- Instructions for the task
Lay out every line of the listing below as a Markdown table with the columns "No." and "Line", skipping any blank lines. Keep the pictures out of your answer.

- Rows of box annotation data
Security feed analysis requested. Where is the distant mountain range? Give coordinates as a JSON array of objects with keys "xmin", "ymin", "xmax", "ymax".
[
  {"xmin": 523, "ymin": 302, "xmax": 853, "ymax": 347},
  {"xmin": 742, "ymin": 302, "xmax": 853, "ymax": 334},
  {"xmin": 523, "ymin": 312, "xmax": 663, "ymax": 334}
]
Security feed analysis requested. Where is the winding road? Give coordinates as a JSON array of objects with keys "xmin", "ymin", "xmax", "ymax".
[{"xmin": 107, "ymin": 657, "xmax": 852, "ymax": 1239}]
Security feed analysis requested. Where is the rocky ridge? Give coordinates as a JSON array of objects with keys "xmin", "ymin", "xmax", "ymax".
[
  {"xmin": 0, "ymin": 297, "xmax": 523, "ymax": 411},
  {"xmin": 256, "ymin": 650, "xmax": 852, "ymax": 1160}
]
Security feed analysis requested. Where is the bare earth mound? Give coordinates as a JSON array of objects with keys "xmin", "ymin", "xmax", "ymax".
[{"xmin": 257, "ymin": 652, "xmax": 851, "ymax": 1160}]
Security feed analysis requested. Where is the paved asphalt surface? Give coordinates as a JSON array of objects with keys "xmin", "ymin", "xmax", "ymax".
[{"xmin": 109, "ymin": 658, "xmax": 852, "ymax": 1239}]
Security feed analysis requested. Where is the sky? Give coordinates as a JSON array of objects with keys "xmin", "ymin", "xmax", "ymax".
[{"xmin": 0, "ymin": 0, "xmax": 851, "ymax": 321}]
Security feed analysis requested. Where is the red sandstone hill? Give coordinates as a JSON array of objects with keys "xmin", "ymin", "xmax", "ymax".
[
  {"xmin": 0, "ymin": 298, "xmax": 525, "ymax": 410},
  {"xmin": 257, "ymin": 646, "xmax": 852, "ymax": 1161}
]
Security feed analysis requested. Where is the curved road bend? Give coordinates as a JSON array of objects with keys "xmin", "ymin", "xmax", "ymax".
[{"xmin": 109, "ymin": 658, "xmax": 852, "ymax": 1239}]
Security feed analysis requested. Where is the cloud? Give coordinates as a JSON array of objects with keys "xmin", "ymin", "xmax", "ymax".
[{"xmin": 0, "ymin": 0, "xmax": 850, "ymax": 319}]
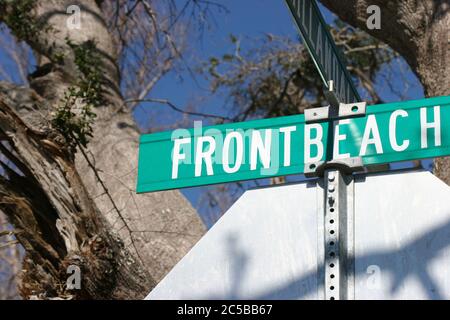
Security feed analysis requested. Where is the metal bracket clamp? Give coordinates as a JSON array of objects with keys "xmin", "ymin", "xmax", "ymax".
[
  {"xmin": 305, "ymin": 102, "xmax": 366, "ymax": 123},
  {"xmin": 303, "ymin": 157, "xmax": 364, "ymax": 178}
]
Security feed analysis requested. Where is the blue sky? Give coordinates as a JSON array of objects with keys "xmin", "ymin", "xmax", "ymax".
[{"xmin": 0, "ymin": 0, "xmax": 430, "ymax": 226}]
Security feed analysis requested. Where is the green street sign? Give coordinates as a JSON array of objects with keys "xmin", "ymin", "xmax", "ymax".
[
  {"xmin": 286, "ymin": 0, "xmax": 362, "ymax": 103},
  {"xmin": 137, "ymin": 97, "xmax": 450, "ymax": 193}
]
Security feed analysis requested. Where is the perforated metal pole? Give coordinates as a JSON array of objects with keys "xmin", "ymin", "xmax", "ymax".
[{"xmin": 323, "ymin": 169, "xmax": 354, "ymax": 300}]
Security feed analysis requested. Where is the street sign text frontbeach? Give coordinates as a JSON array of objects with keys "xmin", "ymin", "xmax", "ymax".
[
  {"xmin": 286, "ymin": 0, "xmax": 362, "ymax": 103},
  {"xmin": 137, "ymin": 97, "xmax": 450, "ymax": 192}
]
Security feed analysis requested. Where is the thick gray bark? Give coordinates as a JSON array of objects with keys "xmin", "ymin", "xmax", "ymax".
[{"xmin": 0, "ymin": 0, "xmax": 205, "ymax": 298}]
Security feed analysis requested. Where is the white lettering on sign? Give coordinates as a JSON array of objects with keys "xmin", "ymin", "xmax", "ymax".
[
  {"xmin": 389, "ymin": 109, "xmax": 409, "ymax": 152},
  {"xmin": 305, "ymin": 123, "xmax": 324, "ymax": 163},
  {"xmin": 222, "ymin": 132, "xmax": 244, "ymax": 173},
  {"xmin": 420, "ymin": 106, "xmax": 441, "ymax": 149},
  {"xmin": 359, "ymin": 114, "xmax": 383, "ymax": 156},
  {"xmin": 333, "ymin": 119, "xmax": 350, "ymax": 159},
  {"xmin": 280, "ymin": 126, "xmax": 297, "ymax": 167},
  {"xmin": 250, "ymin": 129, "xmax": 272, "ymax": 170},
  {"xmin": 195, "ymin": 136, "xmax": 216, "ymax": 177},
  {"xmin": 172, "ymin": 138, "xmax": 191, "ymax": 179}
]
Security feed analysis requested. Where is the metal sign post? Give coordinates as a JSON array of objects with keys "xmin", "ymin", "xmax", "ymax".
[{"xmin": 306, "ymin": 82, "xmax": 365, "ymax": 300}]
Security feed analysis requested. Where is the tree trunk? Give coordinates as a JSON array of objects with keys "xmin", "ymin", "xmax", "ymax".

- Result for this exercise
| No. | Line |
|---|---|
| 1 | Security feed analysis requested. Where is the distant mountain range? Give coordinates as a JSON array of objects with keys "xmin", "ymin", "xmax", "ymax". |
| 2 | [ |
| 3 |   {"xmin": 523, "ymin": 302, "xmax": 853, "ymax": 347}, |
| 4 |   {"xmin": 742, "ymin": 302, "xmax": 853, "ymax": 334}, |
| 5 |   {"xmin": 523, "ymin": 312, "xmax": 663, "ymax": 334} |
| 6 | ] |
| 7 | Security feed analysis requested. Where is the winding road? Give coordinates as a JSON array of objects with keys "xmin", "ymin", "xmax", "ymax". |
| 8 | [{"xmin": 107, "ymin": 657, "xmax": 852, "ymax": 1239}] |
| 9 | Security feed analysis requested. Where is the rocky ridge? Give coordinates as a JSON array of objects with keys "xmin", "ymin", "xmax", "ymax". |
| 10 | [ |
| 11 |   {"xmin": 0, "ymin": 297, "xmax": 523, "ymax": 411}, |
| 12 |   {"xmin": 256, "ymin": 650, "xmax": 852, "ymax": 1160} |
| 13 | ] |
| 14 | Security feed analysis requested. Where is the bare earth mound? Give coordinates as a JSON array of objects with keys "xmin", "ymin", "xmax", "ymax". |
| 15 | [{"xmin": 257, "ymin": 652, "xmax": 851, "ymax": 1160}] |
| 16 | Security feed analysis requested. Where is the paved asphalt surface? Give coordinates as a JSON array of objects with keys "xmin", "ymin", "xmax", "ymax". |
| 17 | [{"xmin": 109, "ymin": 658, "xmax": 852, "ymax": 1239}] |
| 18 | Security feed analysis requested. Where is the sky? Give coordinates as a JSON array of objects with keys "xmin", "ymin", "xmax", "ymax". |
| 19 | [{"xmin": 0, "ymin": 0, "xmax": 851, "ymax": 321}] |
| 20 | Security feed analysis requested. Where is the red sandstone hill? Give coordinates as a JSON array of objects with keys "xmin", "ymin", "xmax", "ymax". |
| 21 | [ |
| 22 |   {"xmin": 0, "ymin": 298, "xmax": 525, "ymax": 410}, |
| 23 |   {"xmin": 257, "ymin": 646, "xmax": 852, "ymax": 1161} |
| 24 | ] |
| 25 | Security feed analysis requested. Where is the curved road bend? Give coordinates as a JSON array of objects with keys "xmin", "ymin", "xmax", "ymax". |
| 26 | [{"xmin": 109, "ymin": 658, "xmax": 852, "ymax": 1239}] |
| 27 | Security feed analysis requested. Where is the cloud? Give coordinates as a JSON array of objects with keys "xmin", "ymin", "xmax", "ymax". |
| 28 | [{"xmin": 0, "ymin": 0, "xmax": 850, "ymax": 319}] |
| 29 | Security feed analysis requested. Where is the metal bracket clamp? Give coordinates as a JSON array of objects with keys "xmin", "ymin", "xmax", "ymax". |
| 30 | [ |
| 31 |   {"xmin": 305, "ymin": 102, "xmax": 366, "ymax": 123}, |
| 32 |   {"xmin": 303, "ymin": 157, "xmax": 364, "ymax": 178} |
| 33 | ] |
| 34 | Security feed analysis requested. Where is the blue sky? Give coordinates as a JSON array of objects with keys "xmin", "ymin", "xmax", "ymax". |
| 35 | [{"xmin": 0, "ymin": 0, "xmax": 430, "ymax": 226}] |
| 36 | Security feed analysis requested. Where is the green street sign? Give coordinates as a JSON array of objects with keys "xmin", "ymin", "xmax", "ymax". |
| 37 | [ |
| 38 |   {"xmin": 286, "ymin": 0, "xmax": 362, "ymax": 103}, |
| 39 |   {"xmin": 137, "ymin": 97, "xmax": 450, "ymax": 193} |
| 40 | ] |
| 41 | Security feed analysis requested. Where is the perforated metal pole? Give coordinates as a JSON array of objects with keys "xmin", "ymin", "xmax", "ymax". |
| 42 | [{"xmin": 323, "ymin": 169, "xmax": 354, "ymax": 300}] |
| 43 | Security feed analysis requested. Where is the street sign text frontbeach? Give coordinates as a JSON array of objects with keys "xmin", "ymin", "xmax", "ymax". |
| 44 | [ |
| 45 |   {"xmin": 286, "ymin": 0, "xmax": 362, "ymax": 103}, |
| 46 |   {"xmin": 137, "ymin": 97, "xmax": 450, "ymax": 192} |
| 47 | ] |
| 48 | Security feed analysis requested. Where is the thick gray bark? Give coordinates as a JSON array of objects with keys "xmin", "ymin", "xmax", "ymax". |
| 49 | [{"xmin": 0, "ymin": 0, "xmax": 205, "ymax": 298}] |
| 50 | Security feed analysis requested. Where is the white lettering on sign? Give coordinates as a JSON array of objects with keys "xmin", "ymin", "xmax", "ymax". |
| 51 | [ |
| 52 |   {"xmin": 389, "ymin": 109, "xmax": 409, "ymax": 152}, |
| 53 |   {"xmin": 305, "ymin": 123, "xmax": 324, "ymax": 163}, |
| 54 |   {"xmin": 222, "ymin": 132, "xmax": 244, "ymax": 173}, |
| 55 |   {"xmin": 420, "ymin": 106, "xmax": 441, "ymax": 149}, |
| 56 |   {"xmin": 359, "ymin": 114, "xmax": 383, "ymax": 156}, |
| 57 |   {"xmin": 333, "ymin": 119, "xmax": 350, "ymax": 159}, |
| 58 |   {"xmin": 280, "ymin": 126, "xmax": 297, "ymax": 167}, |
| 59 |   {"xmin": 250, "ymin": 129, "xmax": 272, "ymax": 170}, |
| 60 |   {"xmin": 195, "ymin": 136, "xmax": 216, "ymax": 177}, |
| 61 |   {"xmin": 172, "ymin": 138, "xmax": 191, "ymax": 179} |
| 62 | ] |
| 63 | Security feed analysis requested. Where is the metal sign post? Give coordinates as a JSON array of objects with keys "xmin", "ymin", "xmax", "ymax". |
| 64 | [{"xmin": 306, "ymin": 82, "xmax": 365, "ymax": 300}] |
| 65 | Security feed analysis requested. Where is the tree trunk? Give coordinates as a JSON array of objects with keys "xmin", "ymin", "xmax", "ymax". |